Home-For-Xmas? Not Happening

Paul Bass Photo

Former Church Street South neighbors Jessica Rivera and Bettie Byrd, an original tenant, at Thursday night’s holiday party.

Santa promised Desiree Brown a new home for her family for Christmas. He gave her a cookie instead.

Santa — aka Massachusetts-based Northland Investment Corp. Brown’s landlord at the crumbling Church Street South apartment complex — threw in some chicken too.

Brown (pictured) appreciated the meal (though she didn’t end up touching the cookie). She appreciated the fact that city officials and Gateway Community College — with the help of money donated by Northland — threw a Christmas party Thursday night for 58 families, like hers, who have been living in hotel rooms for months while they await new apartments somewhere else.

They’ve had a tough year.

But Northland and the federal Department of Housing and Urban Development (HUD) had promised that they would pay and arrange for those 58 families to transfer their federal Section 8 rental subsidies to new apartments by Thanksgiving. Then they promised that those families — and perhaps all 288 families from the 47-year-old federally subsidized complex across from Union Station, most of them still trapped in the mold-infested, deteriorating buildings — would have moved by that time.

────────────────────────────────────────

List every organization the article above about the Church Street South families names.

────────────────────────────────────────

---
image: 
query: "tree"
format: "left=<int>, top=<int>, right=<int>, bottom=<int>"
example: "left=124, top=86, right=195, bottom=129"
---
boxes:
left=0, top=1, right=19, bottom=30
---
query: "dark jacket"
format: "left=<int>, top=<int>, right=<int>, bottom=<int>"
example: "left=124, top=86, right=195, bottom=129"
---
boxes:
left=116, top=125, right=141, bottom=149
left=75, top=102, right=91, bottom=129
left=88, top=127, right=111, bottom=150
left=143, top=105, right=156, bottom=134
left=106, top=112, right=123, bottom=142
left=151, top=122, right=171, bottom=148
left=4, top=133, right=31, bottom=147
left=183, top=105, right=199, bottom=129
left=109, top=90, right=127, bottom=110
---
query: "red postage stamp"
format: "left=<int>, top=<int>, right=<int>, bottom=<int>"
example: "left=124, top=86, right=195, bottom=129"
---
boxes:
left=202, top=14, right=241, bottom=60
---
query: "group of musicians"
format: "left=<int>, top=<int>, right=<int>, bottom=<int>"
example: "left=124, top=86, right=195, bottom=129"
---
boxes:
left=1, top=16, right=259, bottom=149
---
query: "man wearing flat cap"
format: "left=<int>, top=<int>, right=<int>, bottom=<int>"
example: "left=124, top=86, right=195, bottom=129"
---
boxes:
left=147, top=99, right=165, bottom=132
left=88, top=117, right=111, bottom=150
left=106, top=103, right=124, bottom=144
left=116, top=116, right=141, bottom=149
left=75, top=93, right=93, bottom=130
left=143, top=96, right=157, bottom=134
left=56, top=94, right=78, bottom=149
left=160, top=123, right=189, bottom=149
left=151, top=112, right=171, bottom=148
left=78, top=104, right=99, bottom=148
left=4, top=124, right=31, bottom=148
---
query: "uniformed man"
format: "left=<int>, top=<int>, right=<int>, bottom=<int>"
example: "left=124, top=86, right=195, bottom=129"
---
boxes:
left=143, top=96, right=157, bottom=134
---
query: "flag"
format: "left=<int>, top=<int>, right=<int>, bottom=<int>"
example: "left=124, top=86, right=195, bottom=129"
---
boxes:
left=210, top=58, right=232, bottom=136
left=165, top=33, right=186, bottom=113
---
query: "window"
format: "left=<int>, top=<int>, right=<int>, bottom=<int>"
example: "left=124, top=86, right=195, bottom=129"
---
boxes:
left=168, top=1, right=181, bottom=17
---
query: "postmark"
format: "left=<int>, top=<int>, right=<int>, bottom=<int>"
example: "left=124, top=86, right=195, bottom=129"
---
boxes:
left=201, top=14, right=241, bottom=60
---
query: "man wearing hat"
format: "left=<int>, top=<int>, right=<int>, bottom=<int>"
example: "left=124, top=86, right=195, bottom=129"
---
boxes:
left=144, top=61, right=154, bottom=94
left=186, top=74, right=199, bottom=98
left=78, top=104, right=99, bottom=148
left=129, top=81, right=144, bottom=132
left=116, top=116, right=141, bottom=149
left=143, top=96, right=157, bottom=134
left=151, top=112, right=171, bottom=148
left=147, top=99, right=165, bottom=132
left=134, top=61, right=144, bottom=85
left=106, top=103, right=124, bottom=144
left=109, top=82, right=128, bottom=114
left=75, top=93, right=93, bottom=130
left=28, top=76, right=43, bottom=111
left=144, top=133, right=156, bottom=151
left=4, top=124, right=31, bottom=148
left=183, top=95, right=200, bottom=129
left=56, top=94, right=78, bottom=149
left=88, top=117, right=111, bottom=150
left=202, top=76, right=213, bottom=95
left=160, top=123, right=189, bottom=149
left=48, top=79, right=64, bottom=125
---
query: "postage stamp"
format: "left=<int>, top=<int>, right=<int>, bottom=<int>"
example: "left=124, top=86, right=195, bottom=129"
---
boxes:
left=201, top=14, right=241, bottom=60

────────────────────────────────────────

(Finished answer):
- Northland Investment Corp.
- Gateway Community College
- Department of Housing and Urban Development (HUD)